**Exercise**. Reproduce all of the entries below, swapping every "Result" for "Boxes" and leaving everything else untouched.

**Records to process**.
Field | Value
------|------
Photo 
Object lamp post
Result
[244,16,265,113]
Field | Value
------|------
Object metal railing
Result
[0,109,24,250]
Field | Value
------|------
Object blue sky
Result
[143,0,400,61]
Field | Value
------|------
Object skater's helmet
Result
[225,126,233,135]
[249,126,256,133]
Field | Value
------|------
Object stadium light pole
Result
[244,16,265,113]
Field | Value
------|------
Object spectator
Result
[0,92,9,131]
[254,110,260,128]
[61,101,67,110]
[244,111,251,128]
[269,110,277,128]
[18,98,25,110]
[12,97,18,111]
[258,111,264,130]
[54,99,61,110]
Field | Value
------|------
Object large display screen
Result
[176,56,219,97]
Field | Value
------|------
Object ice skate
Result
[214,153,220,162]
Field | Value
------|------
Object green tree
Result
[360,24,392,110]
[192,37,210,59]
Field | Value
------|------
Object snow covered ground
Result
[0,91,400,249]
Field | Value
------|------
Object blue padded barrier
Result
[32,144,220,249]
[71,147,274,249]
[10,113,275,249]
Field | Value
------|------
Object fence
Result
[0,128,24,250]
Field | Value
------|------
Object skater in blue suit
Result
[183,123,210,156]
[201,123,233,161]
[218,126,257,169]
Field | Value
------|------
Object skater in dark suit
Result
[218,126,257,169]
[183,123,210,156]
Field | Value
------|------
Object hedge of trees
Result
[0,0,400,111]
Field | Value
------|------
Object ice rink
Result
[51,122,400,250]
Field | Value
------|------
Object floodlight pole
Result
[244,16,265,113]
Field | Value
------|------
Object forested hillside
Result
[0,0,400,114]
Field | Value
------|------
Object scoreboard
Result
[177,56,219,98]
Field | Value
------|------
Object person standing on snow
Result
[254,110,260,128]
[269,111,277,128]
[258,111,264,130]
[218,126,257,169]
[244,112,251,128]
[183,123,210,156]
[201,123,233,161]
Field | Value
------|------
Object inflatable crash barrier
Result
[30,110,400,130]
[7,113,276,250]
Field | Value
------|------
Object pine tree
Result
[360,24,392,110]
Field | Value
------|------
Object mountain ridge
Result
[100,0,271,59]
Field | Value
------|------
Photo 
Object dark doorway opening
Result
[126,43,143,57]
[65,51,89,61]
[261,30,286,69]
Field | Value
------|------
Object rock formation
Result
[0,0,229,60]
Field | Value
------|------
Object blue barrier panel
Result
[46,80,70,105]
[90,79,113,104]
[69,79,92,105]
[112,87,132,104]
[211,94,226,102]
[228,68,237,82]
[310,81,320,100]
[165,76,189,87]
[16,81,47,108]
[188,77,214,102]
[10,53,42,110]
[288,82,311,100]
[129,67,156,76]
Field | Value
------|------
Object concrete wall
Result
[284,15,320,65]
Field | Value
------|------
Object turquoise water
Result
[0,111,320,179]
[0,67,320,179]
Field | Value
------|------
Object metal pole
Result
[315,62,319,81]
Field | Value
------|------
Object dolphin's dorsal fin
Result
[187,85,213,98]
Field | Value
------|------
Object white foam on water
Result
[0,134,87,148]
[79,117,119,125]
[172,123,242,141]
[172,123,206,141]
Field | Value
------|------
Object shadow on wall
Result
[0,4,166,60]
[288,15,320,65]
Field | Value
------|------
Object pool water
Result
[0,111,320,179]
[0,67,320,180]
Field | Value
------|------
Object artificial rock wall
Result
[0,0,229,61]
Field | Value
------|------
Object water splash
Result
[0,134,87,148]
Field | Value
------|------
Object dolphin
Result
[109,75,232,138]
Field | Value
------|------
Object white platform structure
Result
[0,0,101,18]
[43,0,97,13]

**Result for this task**.
Field | Value
------|------
Photo 
Object lamp post
Boxes
[244,16,265,113]
Field | Value
------|------
Object metal railing
Boxes
[0,109,24,250]
Field | Value
------|------
Object blue sky
Boxes
[143,0,400,61]
Field | Value
------|------
Object skater's helmet
Boxes
[225,126,233,135]
[249,126,256,133]
Field | Value
------|------
Object stadium light pole
Boxes
[244,16,265,113]
Field | Value
------|------
Object spectator
Boxes
[0,92,9,131]
[254,110,260,128]
[61,101,67,110]
[244,111,251,128]
[269,110,277,128]
[18,98,25,110]
[12,97,18,111]
[258,111,264,130]
[54,99,61,110]
Field | Value
------|------
Object large display screen
Boxes
[176,56,219,97]
Field | Value
------|------
Object ice skate
Boxes
[214,153,220,162]
Field | Value
------|------
Object green tree
Boxes
[360,24,392,110]
[192,37,210,59]
Field | Value
------|------
Object snow covered ground
Boxes
[0,91,400,249]
Field | Value
------|------
Object blue padded barrier
Boxes
[32,144,220,249]
[71,147,274,249]
[10,113,275,249]
Field | Value
------|------
Object fence
Boxes
[0,128,24,250]
Field | Value
------|------
Object skater in blue suit
Boxes
[183,123,210,156]
[201,123,233,161]
[218,126,257,169]
Field | Value
------|------
Object skater in dark suit
Boxes
[218,126,257,169]
[183,123,210,156]
Field | Value
------|------
Object hedge of trees
Boxes
[0,0,400,111]
Field | Value
------|------
Object ice rink
Boxes
[51,122,400,250]
Field | Value
------|------
Object floodlight pole
Boxes
[244,16,265,113]
Field | Value
------|------
Object forested hillside
Boxes
[0,0,400,114]
Field | Value
------|------
Object scoreboard
Boxes
[177,56,219,98]
Field | Value
------|------
Object person standing on snow
Boxes
[254,110,260,128]
[269,111,277,128]
[258,111,264,130]
[218,126,257,169]
[244,112,251,128]
[183,123,210,156]
[201,123,233,161]
Field | Value
------|------
Object inflatable crash barrier
Boxes
[30,110,400,130]
[7,113,276,250]
Field | Value
------|------
Object pine tree
Boxes
[360,24,392,110]
Field | Value
------|------
Object mountain ridge
Boxes
[100,0,271,59]
Field | Value
------|------
Photo 
Object dark doorway opening
Boxes
[126,43,143,57]
[65,51,89,61]
[261,30,286,69]
Field | Value
------|------
Object rock formation
Boxes
[0,0,229,60]
Field | Value
------|------
Object blue barrier panel
Boxes
[46,80,70,105]
[90,79,113,104]
[69,79,92,105]
[112,87,132,104]
[211,94,226,102]
[228,68,237,82]
[310,81,320,100]
[165,76,189,87]
[16,81,47,108]
[188,77,214,102]
[10,53,42,110]
[288,82,311,100]
[129,67,156,76]
Field | Value
------|------
Object concrete wall
Boxes
[284,15,320,65]
Field | Value
------|------
Object turquoise water
Boxes
[0,111,320,179]
[0,67,320,179]
Field | Value
------|------
Object metal pole
Boxes
[315,62,319,81]
Field | Value
------|------
Object dolphin's dorsal fin
Boxes
[187,85,213,98]
Field | Value
------|------
Object white foam on water
Boxes
[0,134,87,148]
[79,117,119,125]
[172,123,242,141]
[172,123,206,141]
Field | Value
------|------
Object shadow on wall
Boxes
[0,4,166,60]
[288,15,320,65]
Field | Value
------|------
Object pool water
Boxes
[0,111,320,179]
[0,67,320,180]
Field | Value
------|------
Object artificial rock wall
Boxes
[0,0,229,61]
Field | Value
------|------
Object water splash
Boxes
[0,134,87,148]
Field | Value
------|------
Object dolphin
Boxes
[109,75,232,138]
Field | Value
------|------
Object white platform structure
Boxes
[0,0,101,18]
[43,0,97,13]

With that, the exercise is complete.